• **Exercise data**
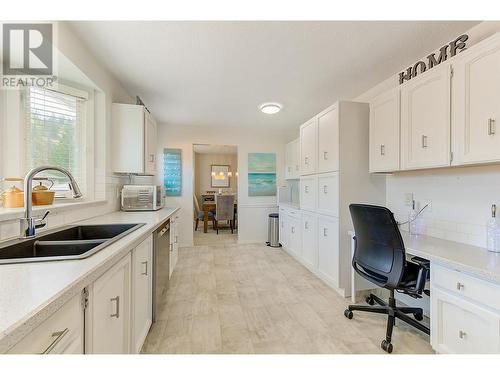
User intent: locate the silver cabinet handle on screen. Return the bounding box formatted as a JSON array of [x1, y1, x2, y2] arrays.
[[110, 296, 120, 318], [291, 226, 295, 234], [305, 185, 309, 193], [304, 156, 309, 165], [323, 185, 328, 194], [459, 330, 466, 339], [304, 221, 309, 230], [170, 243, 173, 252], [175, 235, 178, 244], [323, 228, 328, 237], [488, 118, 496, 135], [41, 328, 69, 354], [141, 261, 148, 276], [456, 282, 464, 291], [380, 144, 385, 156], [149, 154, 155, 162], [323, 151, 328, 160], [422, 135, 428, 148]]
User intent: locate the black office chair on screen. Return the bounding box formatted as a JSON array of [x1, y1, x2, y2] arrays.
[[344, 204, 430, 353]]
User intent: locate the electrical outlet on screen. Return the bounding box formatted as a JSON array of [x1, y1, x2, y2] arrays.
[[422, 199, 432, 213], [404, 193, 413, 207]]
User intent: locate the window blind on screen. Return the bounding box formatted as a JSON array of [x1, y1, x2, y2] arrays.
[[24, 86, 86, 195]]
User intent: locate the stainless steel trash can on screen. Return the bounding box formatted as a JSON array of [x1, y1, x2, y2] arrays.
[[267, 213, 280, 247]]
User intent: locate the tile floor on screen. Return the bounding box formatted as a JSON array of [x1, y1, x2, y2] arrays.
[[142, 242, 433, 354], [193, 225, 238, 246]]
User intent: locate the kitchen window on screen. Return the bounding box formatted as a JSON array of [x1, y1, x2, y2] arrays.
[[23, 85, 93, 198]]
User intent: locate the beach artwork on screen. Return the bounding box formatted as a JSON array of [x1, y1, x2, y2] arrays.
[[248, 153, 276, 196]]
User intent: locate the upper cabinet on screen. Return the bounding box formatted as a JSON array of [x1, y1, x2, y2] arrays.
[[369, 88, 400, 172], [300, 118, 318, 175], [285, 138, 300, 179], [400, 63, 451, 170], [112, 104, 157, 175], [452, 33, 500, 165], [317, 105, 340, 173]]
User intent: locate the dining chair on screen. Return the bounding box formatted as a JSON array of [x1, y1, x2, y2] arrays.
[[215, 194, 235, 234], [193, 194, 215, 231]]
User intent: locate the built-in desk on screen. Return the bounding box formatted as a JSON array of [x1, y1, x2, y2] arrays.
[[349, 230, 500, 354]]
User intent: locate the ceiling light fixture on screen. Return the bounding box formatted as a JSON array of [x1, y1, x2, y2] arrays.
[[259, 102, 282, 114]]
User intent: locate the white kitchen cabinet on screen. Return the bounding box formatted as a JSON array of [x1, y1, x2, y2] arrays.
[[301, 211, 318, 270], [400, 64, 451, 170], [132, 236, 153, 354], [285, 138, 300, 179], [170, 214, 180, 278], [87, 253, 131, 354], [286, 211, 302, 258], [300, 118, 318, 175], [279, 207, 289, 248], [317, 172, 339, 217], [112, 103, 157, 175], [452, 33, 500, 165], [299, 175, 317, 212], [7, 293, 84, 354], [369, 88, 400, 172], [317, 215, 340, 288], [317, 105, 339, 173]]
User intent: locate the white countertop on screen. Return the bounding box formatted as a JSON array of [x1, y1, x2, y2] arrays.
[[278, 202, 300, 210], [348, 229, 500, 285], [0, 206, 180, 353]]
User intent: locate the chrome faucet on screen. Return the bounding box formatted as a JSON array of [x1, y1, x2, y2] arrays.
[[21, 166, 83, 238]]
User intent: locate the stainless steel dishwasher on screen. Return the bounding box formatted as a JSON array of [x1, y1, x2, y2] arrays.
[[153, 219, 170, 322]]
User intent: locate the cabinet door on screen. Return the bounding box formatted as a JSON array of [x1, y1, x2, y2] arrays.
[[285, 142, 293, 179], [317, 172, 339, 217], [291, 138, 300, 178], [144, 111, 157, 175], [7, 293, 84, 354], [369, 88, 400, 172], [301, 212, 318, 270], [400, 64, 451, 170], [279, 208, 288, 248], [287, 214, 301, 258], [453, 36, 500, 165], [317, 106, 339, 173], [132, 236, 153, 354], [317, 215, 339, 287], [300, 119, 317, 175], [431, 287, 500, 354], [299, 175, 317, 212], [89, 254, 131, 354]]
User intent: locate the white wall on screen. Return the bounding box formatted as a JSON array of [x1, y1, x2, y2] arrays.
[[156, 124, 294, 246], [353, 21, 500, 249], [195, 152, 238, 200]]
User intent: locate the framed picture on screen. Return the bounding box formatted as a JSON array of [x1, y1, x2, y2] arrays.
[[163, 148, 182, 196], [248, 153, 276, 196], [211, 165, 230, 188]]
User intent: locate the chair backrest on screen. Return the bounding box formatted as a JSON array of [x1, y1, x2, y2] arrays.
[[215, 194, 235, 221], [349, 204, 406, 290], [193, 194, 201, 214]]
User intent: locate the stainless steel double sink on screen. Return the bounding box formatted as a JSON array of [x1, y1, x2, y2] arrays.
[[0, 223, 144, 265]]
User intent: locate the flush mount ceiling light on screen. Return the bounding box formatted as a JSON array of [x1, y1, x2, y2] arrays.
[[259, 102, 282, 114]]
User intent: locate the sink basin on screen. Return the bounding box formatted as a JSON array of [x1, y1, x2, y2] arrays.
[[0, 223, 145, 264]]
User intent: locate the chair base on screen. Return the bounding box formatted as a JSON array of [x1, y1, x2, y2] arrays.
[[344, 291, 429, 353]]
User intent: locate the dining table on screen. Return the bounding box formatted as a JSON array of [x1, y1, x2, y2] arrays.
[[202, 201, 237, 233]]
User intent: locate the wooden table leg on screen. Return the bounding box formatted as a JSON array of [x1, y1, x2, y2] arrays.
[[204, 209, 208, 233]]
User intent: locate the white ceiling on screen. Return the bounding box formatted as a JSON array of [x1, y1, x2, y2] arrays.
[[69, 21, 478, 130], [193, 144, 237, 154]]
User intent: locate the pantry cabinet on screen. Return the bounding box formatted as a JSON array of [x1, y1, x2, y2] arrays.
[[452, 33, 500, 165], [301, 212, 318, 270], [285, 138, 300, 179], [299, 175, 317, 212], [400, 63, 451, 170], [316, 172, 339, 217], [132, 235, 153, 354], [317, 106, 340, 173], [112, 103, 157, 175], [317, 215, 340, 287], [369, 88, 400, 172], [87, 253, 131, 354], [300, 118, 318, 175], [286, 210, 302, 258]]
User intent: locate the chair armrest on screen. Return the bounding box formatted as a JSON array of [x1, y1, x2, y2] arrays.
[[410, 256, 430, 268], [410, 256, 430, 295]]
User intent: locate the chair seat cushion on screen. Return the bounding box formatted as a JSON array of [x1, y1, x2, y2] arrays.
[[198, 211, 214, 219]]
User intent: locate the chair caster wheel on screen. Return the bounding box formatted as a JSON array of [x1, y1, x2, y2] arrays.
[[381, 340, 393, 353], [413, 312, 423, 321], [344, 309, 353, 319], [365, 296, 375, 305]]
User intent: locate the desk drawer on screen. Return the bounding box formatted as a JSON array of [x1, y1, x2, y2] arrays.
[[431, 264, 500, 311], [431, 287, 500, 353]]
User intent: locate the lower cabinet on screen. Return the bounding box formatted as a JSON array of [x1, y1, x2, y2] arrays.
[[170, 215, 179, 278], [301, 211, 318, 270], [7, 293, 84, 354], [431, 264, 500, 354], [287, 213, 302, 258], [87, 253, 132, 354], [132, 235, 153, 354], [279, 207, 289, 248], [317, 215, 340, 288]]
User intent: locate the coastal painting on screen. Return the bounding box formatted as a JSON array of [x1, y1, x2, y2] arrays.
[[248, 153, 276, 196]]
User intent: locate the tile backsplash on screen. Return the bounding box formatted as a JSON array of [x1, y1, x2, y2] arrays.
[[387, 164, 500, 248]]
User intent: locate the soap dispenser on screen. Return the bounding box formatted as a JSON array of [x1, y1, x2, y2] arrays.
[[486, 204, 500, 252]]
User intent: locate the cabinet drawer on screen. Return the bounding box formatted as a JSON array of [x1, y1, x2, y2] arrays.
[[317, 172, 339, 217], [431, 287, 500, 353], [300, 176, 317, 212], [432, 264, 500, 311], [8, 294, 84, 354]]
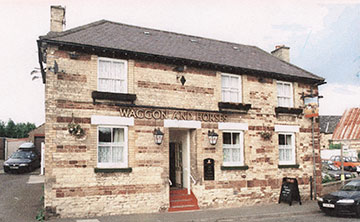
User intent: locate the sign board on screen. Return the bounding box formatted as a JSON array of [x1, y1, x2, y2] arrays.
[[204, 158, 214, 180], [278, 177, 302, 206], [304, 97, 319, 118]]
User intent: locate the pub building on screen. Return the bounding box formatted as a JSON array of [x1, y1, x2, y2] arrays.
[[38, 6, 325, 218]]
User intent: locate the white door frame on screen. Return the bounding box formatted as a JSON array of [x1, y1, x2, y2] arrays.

• **Task description**
Reproduce exactly the part of the records above that begins at the line holding "User intent: locate the soap" and ends at the final line, both included, leaving out the pictures.

• **Task result**
User intent: locate the soap dispenser on screen. Return the bounding box formatted as a JSON array of [x1, y1, x2, y2] arrays.
[[486, 204, 500, 252]]
User intent: locate the cabinet drawer on screen. Return the bounding box formatted as a JSON array of [x1, y1, x2, y2] arrays.
[[317, 172, 339, 217], [431, 287, 500, 353], [300, 176, 317, 212], [432, 264, 500, 311], [8, 294, 84, 354]]
User intent: locate the sign board on screen. Return the bounding box formatted as a JSON array of [x1, y1, x2, y2] arrays.
[[204, 158, 214, 180], [278, 177, 302, 206], [304, 97, 319, 118]]
User intent: locate the pub building on screen. Return the bounding box formatted as a JSON array of [x1, y1, x2, y2] arrays.
[[38, 6, 325, 218]]
User intent: locate the white door frame on screen. Return the bounding box formatted as a JSON array of [x1, y1, x2, y2] arrays.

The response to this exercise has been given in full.